-- BEGIN INPUT RECORDS --

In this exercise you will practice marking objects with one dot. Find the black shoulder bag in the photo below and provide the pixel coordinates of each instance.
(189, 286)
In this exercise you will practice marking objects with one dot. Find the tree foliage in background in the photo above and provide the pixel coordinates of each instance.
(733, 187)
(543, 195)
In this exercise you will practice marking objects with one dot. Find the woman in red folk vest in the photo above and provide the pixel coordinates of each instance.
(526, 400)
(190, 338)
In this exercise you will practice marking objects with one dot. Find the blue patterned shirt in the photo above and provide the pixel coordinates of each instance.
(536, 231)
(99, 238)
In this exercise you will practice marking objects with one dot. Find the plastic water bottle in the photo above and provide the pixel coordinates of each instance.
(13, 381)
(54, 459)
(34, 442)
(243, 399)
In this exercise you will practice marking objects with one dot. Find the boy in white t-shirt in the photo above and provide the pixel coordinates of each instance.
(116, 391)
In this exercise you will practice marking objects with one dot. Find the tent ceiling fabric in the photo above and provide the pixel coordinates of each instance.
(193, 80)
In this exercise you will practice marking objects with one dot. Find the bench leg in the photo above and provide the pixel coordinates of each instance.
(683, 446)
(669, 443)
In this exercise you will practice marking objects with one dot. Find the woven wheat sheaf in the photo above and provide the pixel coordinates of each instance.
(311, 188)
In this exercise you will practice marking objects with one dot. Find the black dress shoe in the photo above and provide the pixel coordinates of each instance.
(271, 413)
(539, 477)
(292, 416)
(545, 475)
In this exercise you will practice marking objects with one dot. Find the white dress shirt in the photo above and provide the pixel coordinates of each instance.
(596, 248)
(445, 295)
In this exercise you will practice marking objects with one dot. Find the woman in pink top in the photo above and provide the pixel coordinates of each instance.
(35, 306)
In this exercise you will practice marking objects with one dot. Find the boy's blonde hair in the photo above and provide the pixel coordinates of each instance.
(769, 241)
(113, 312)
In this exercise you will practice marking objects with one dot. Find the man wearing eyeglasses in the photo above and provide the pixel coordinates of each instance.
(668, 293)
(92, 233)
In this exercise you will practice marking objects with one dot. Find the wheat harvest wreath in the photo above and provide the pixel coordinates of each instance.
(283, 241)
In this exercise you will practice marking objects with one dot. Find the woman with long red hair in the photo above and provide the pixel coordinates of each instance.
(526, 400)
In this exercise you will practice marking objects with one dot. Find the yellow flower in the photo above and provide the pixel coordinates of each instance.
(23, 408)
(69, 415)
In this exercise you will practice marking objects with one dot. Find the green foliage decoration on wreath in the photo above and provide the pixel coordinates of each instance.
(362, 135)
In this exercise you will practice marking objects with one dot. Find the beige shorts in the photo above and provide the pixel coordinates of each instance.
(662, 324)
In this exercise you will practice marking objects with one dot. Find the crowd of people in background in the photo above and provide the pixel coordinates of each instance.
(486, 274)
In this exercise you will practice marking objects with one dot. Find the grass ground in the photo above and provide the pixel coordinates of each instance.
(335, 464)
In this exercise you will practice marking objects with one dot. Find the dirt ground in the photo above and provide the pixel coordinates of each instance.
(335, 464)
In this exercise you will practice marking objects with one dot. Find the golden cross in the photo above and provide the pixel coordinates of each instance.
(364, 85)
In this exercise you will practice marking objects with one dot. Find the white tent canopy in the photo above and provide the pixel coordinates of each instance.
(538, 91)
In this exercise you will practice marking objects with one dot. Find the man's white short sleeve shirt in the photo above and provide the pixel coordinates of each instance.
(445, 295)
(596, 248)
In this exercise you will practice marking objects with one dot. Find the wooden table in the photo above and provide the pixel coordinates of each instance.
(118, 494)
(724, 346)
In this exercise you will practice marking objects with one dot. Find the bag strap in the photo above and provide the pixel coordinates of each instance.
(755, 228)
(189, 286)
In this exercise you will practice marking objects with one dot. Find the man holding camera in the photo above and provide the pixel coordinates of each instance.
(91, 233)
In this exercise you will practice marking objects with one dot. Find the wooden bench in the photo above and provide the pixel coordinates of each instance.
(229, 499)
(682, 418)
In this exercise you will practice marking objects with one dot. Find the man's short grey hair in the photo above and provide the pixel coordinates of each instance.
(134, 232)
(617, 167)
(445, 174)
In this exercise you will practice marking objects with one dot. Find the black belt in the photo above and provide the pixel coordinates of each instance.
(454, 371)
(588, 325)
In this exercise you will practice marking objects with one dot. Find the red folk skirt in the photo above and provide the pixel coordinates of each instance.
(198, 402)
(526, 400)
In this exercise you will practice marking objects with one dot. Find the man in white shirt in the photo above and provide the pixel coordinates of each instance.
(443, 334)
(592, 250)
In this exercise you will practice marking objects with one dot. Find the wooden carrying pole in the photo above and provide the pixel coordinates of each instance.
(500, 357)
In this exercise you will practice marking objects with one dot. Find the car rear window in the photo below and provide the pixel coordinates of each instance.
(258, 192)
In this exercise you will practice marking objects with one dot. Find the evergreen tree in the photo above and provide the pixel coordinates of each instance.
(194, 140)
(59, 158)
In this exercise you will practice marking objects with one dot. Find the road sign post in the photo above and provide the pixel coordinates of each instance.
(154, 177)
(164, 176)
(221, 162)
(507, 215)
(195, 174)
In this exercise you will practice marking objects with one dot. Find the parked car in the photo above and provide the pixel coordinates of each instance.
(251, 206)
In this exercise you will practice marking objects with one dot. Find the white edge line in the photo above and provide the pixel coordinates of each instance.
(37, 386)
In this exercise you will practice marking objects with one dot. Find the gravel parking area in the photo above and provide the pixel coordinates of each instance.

-- END INPUT RECORDS --

- **DO THIS**:
Type out the whole listing above again, exactly as it stands.

- **TASK RESPONSE**:
In this exercise you will practice marking objects with one dot. Find the black shoulder bag in the photo below and provide the pixel coordinates of each instance.
(189, 286)
In this exercise you will practice marking objects with one dot. Find the tree foliage in background in the photo above and provide the pixel coordinates of each instance.
(733, 187)
(543, 195)
In this exercise you will practice marking objects with one dot. Find the woman in red folk vest in the photo above and provide the pixel coordinates of each instance.
(526, 400)
(190, 338)
In this exercise you will practice marking objects with one dot. Find the blue patterned shirt in the photo above and provide the pixel coordinates of each instance.
(536, 231)
(99, 238)
In this exercise you will practice marking objects with one dot. Find the plastic water bottle in the photo above and provide the pixel coordinates of each instance.
(13, 381)
(54, 459)
(34, 442)
(243, 399)
In this exercise you will practice marking objects with one dot. Find the boy in white t-shirt in the photo above and provide the pixel coordinates of each instance.
(116, 391)
In this exercise you will practice marking objects with one dot. Find the tent ceiling fabric in the photo above and provide the pixel coordinates of each instance.
(193, 80)
In this exercise you will practice marking objects with one dot. Find the bench leg in the photo above and provide the pixel coordinates of each instance.
(683, 446)
(669, 443)
In this exercise you will practice marking objects with one dot. Find the woven wheat sheaf in the photo above and provide the pixel coordinates of each instance.
(311, 188)
In this exercise you will practice marking objects with one dot. Find the black dress shoe in the photo above and provide the pixel coordinates of each instance.
(271, 413)
(539, 477)
(292, 416)
(545, 475)
In this exercise you will practice marking objects with one dot. Find the white dress shirt in the photo above and provide the pixel coordinates of each instance.
(596, 248)
(445, 295)
In this exercise you will practice marking objects with one dot. Find the woman in pink top in the photo above and provide the pixel coordinates of each instance.
(35, 306)
In this exercise you will practice marking objects with one dot. Find the boy's blonde hair in the photo above and provide the pixel coordinates of each instance.
(769, 241)
(113, 312)
In this exercise you will practice marking objects with one dot. Find the man wearing eyeglasses in the photo above and provide the pixel coordinates of each instance.
(668, 293)
(92, 233)
In this exercise you will practice marking objects with one dot. Find the wheat harvest wreath in the photo above and provide the pixel coordinates of each instance.
(283, 241)
In this exercise you will practice marking objects with one dot. Find the woman with long red hair in the photo above and provide the pixel coordinates of each instance.
(526, 400)
In this exercise you will practice marking objects with one dot. Find the yellow flower in the photo above and provide the pixel coordinates of each instance.
(23, 408)
(69, 415)
In this exercise you will practice marking objects with one dot. Find the green foliage decoration on wreath in the photo above and provide the pixel coordinates of each instance.
(362, 135)
In this exercise you will practice marking objects with one dot. Find the beige shorts in the photo above and provide the pixel coordinates of each instance.
(662, 324)
In this exercise you will practice marking objects with one dot. Find the crowd of people in background in the photo above and provide the pixel coordinates of each instance.
(486, 274)
In this exercise you will practice marking objects with one dot. Find the grass ground in the photo above and provide the pixel coordinates of each instance.
(335, 464)
In this exercise you will practice marking objects with one dot. Find the dirt ground in the photo above and provide the pixel coordinates of each instance.
(335, 464)
In this exercise you will practice marking objects with one dot. Find the golden cross in the photo above and provide the pixel coordinates of each instance.
(364, 85)
In this exercise you will practice marking objects with one dot. Find the white tent canopy in the photo above and provide the pixel coordinates of each instance.
(538, 91)
In this exercise you will practice marking objects with one dot. Find the man's white short sleeve shirt in the photo above and provide the pixel coordinates of each instance.
(445, 295)
(596, 248)
In this exercise you will practice marking objects with one dot. Find the wooden table in the photo above and provide the pixel coordinates of each instance.
(118, 494)
(724, 346)
In this exercise you will practice marking objects with one dot. Find the bag strap in the photo above and provide the pixel coordinates of each instance.
(755, 228)
(189, 286)
In this exercise you will practice marking objects with one dot. Find the man holding camera in the photo above and provide the pixel coordinates of each instance.
(91, 233)
In this exercise you will practice marking objects with one dot. Find the wooden bench in the photo above and provide the pixel coordinates of each instance.
(229, 499)
(682, 418)
In this exercise you will practice marking objects with one dot. Find the man's short grey hair in the photo above and provide the pixel coordinates of each instance.
(134, 232)
(617, 167)
(445, 174)
In this exercise you will practice marking objects with one dot. Find the black belt in the photo above and provide the pixel coordinates of each instance.
(454, 371)
(588, 325)
In this exercise you will practice marking objects with one dot. Find the red folk skirt in the photo above and provide the pixel coordinates of each instance.
(198, 402)
(526, 400)
In this exercise you will practice marking objects with one dot. Find the man in white shirt in the photo above and provide the pixel coordinates of each instance.
(443, 334)
(592, 250)
In this exercise you will practice marking objects with one dot. Find the wooden carrying pole in the photo above and provide the pixel coordinates of each instance.
(500, 357)
In this exercise you will practice marking objects with one dot. Find the car rear window in the photo below and provide the pixel coordinates of each instance.
(258, 192)
In this exercise you will practice marking objects with one dot. Find the evergreen tree in the photo above and provide the pixel coordinates of each instance.
(194, 140)
(59, 158)
In this exercise you will practice marking objects with one dot. Find the road sign post in the photo above and provide the pixel coordinates of each instance.
(154, 177)
(164, 176)
(221, 162)
(507, 215)
(195, 174)
In this exercise you will practice marking objects with one dot. Find the parked car in the photo above and provide the pixel coordinates of each instance.
(251, 206)
In this exercise you will practice marking objects with one dot. Find the white edge line in the photo above and provide the pixel coordinates of each instance.
(37, 386)
In this exercise you will practice marking objects with one dot. Find the gravel parking area in the photo above and provide the pixel coordinates of each instance.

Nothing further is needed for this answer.